Question: When can a sneeze break your bones?
Answer: When you have osteoporosis.
This year, the national cost of the disease will reach more than $2.1 billion – 70 per cent of which related to fracture costs.
Australians will sustain up to 165,000 broken bones (fractures) due to poor bone health, with 4.7 million Australians over 50 affected.
The Federal Government has given $4 million to support the implementation of an action plan to raise awareness of and treat the disease.
Osteoporosis is a disease that causes your bones to become porous, weak and fragile.
The result: a higher risk of broken bones.
Fractures are most likely to occur in the hip, spine, wrist or upper part of the arm, but other bones can break too – and one break can quickly lead to another.
Those over 60 are at higher risk of osteoporosis but it is possible to have the disease at an earlier age.
Menopause signals the start of rapid bone loss, which is why women need to pay special attention to their bone health at a younger age.
- Do I have any risk factors?
- Do I need a bone mineral density (BMD) test?
- If I have a BMD test, what do the results mean, and do I need medicine to protect my bones?
- How can I get enough calcium and vitamin D?
- What kind of exercise should I do to help strengthen my bones and muscles?
It’s important to diagnose and treat the disease as soon as possible. Don’t wait until it’s too late.
○ ○ ○
## Problem
Answer these questions using the text on osteoporosis:
1. How much funding has the Federal Government given to support the action plan?
2. In which parts of the body are fractures most likely to occur?
3. What signals the start of rapid bone loss?
○ ○ ○
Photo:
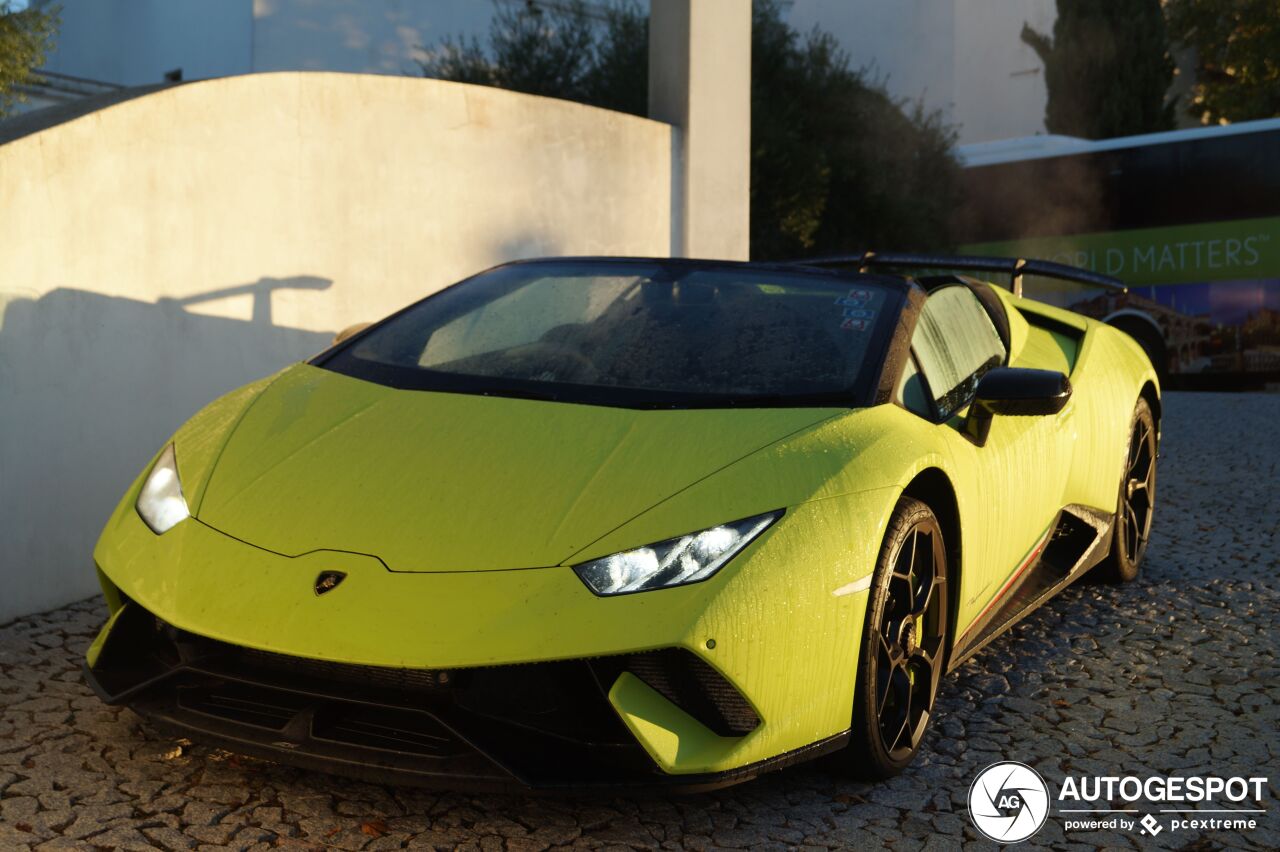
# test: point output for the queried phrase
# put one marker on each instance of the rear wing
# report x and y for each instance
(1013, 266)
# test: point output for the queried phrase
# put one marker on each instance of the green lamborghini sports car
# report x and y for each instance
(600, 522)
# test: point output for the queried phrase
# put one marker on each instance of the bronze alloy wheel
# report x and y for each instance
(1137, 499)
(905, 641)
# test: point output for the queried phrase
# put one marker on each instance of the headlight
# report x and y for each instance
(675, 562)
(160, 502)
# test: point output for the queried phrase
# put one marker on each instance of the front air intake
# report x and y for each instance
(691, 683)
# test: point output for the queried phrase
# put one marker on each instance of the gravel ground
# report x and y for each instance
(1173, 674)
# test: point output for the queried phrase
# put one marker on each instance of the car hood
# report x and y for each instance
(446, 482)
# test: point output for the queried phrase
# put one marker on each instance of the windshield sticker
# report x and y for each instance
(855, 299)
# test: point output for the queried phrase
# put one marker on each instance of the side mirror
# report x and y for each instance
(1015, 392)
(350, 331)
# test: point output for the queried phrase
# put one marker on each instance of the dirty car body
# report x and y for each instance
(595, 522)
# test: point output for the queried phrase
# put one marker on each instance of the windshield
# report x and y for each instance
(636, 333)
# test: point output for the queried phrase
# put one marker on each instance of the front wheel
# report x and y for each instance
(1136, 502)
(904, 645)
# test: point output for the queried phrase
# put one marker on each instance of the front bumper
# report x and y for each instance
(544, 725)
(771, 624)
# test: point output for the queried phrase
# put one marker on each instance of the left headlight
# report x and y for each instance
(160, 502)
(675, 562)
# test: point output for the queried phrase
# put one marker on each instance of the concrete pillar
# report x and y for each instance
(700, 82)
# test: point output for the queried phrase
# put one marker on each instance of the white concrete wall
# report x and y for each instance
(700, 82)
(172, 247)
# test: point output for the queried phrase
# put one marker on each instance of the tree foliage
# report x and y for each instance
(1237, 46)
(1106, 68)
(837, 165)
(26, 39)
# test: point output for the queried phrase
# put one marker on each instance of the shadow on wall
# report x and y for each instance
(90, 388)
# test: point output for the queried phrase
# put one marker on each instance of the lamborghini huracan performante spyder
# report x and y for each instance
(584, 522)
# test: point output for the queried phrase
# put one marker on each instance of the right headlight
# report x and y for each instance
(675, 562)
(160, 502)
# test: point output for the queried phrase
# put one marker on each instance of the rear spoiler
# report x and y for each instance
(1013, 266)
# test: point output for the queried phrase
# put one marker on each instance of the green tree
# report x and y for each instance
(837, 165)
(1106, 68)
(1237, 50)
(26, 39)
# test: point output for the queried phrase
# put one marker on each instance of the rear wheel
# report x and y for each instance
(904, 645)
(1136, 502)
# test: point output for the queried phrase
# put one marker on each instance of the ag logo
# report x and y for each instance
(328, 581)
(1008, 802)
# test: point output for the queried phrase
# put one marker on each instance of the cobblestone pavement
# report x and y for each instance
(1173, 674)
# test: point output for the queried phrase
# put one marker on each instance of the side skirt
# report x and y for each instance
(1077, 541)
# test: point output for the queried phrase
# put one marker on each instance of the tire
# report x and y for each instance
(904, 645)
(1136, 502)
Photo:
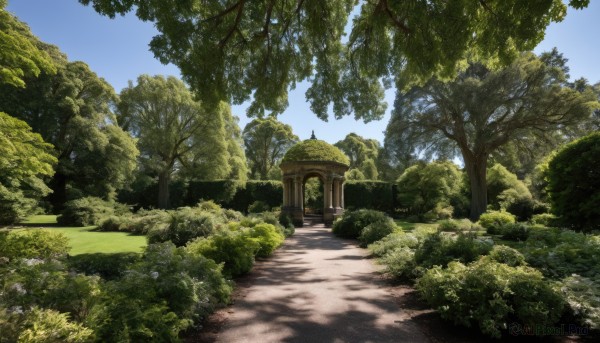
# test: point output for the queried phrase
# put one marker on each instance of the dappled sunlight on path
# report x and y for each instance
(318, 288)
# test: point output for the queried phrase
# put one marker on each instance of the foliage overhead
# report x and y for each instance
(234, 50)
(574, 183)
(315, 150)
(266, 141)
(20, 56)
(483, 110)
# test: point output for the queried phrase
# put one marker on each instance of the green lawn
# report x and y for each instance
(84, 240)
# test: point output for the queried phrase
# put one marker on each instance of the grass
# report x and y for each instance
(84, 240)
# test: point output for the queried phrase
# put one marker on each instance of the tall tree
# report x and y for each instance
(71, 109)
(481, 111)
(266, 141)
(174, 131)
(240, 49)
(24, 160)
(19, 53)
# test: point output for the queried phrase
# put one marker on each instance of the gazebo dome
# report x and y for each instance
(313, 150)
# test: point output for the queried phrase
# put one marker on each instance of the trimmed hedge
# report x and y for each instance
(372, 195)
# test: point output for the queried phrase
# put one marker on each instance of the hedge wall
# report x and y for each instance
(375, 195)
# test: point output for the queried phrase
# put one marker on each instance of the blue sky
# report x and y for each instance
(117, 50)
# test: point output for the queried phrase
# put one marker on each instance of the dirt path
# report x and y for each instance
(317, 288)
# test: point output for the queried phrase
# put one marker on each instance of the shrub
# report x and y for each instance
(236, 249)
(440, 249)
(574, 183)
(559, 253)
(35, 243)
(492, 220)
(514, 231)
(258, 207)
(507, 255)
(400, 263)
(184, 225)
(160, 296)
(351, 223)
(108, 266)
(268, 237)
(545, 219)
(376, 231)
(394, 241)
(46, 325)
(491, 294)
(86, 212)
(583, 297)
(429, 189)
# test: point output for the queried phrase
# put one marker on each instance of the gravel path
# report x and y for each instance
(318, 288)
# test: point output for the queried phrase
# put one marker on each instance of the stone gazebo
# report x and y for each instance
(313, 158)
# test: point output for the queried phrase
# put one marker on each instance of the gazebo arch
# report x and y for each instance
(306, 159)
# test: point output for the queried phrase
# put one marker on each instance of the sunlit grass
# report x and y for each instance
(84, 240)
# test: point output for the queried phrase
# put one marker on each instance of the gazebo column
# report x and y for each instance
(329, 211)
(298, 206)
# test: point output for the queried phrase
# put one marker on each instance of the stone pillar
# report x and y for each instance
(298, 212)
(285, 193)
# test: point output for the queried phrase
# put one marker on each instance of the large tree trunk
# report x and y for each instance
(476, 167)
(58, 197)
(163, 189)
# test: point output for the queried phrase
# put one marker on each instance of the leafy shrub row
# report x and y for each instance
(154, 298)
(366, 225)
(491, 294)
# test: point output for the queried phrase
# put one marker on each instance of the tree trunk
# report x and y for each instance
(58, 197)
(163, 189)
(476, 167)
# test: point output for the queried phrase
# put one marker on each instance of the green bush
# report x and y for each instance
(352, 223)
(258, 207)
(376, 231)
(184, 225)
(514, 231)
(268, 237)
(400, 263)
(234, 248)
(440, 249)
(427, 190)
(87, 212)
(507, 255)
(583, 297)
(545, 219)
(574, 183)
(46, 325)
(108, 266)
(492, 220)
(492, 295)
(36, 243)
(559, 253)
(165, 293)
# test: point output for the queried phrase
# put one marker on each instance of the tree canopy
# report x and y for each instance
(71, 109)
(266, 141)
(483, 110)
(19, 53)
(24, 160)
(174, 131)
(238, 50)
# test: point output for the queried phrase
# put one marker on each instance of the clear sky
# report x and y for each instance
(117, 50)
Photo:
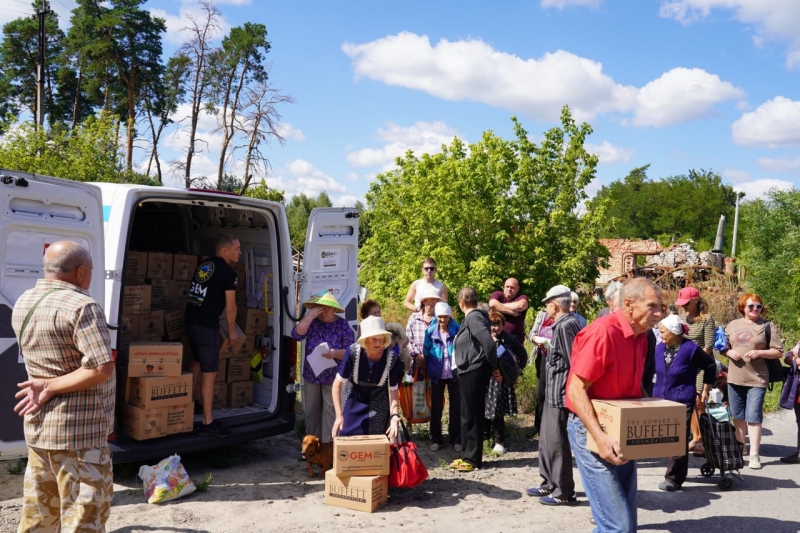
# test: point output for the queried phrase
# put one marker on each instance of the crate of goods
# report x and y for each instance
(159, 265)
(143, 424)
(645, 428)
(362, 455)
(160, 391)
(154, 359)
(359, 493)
○ ○ ○
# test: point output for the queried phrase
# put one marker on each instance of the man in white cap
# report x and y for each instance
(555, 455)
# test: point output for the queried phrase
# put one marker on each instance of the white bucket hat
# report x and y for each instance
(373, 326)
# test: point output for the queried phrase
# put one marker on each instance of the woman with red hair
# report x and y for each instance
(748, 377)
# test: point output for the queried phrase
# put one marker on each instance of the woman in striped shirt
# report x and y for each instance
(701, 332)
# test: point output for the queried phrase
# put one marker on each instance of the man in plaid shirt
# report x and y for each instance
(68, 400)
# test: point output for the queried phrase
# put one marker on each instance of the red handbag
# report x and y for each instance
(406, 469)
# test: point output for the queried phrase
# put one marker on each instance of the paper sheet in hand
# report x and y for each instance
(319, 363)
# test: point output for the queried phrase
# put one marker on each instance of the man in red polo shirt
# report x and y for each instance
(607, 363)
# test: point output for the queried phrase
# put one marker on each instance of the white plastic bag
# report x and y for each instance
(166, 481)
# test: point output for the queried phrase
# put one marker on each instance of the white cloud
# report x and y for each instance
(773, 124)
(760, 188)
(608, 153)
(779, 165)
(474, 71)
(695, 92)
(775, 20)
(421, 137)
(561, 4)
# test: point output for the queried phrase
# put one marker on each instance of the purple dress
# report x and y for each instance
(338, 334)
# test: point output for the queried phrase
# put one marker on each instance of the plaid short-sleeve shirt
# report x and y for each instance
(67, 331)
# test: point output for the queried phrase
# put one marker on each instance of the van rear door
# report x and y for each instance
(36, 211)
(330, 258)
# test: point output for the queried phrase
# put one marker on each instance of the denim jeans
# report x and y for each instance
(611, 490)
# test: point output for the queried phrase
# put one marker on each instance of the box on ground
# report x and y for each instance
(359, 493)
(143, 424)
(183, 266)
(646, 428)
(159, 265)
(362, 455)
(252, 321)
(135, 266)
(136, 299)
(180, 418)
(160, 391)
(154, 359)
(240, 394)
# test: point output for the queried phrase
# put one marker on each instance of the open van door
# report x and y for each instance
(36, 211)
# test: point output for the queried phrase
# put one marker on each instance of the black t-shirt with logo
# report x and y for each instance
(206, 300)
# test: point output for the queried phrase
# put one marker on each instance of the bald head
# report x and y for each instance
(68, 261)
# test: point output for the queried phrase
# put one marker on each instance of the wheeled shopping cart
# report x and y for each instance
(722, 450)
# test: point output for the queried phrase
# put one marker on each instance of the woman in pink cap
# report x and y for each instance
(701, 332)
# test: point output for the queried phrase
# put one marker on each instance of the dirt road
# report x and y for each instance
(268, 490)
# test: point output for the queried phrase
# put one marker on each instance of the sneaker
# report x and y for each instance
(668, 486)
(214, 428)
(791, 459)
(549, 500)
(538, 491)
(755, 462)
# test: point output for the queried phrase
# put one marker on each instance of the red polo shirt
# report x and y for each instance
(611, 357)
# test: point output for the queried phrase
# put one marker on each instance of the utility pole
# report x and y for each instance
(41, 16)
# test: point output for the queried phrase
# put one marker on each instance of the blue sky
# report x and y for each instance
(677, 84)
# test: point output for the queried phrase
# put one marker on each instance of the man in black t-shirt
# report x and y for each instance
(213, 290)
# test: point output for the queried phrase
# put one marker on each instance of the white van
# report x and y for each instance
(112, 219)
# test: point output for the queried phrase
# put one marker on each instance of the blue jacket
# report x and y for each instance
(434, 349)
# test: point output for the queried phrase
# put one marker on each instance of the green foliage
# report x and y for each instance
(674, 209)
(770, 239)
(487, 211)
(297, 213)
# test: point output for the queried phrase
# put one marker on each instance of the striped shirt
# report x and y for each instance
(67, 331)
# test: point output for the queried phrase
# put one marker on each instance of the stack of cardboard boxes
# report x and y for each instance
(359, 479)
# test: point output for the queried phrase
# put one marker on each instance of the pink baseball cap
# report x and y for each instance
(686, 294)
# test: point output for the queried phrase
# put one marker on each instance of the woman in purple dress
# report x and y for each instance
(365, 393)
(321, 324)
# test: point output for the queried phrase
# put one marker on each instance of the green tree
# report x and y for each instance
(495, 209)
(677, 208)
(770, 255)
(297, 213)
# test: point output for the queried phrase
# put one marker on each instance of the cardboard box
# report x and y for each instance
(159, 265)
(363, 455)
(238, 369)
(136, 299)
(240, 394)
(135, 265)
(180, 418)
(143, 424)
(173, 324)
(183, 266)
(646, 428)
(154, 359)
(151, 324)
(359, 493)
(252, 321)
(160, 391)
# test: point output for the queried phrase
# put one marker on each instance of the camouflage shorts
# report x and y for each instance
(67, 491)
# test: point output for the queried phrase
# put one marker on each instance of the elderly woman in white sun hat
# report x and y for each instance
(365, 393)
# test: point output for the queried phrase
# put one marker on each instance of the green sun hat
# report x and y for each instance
○ ○ ○
## Answer for this exercise
1. $4 million.
2. The hip, spine, wrist or upper part of the arm.
3. Menopause.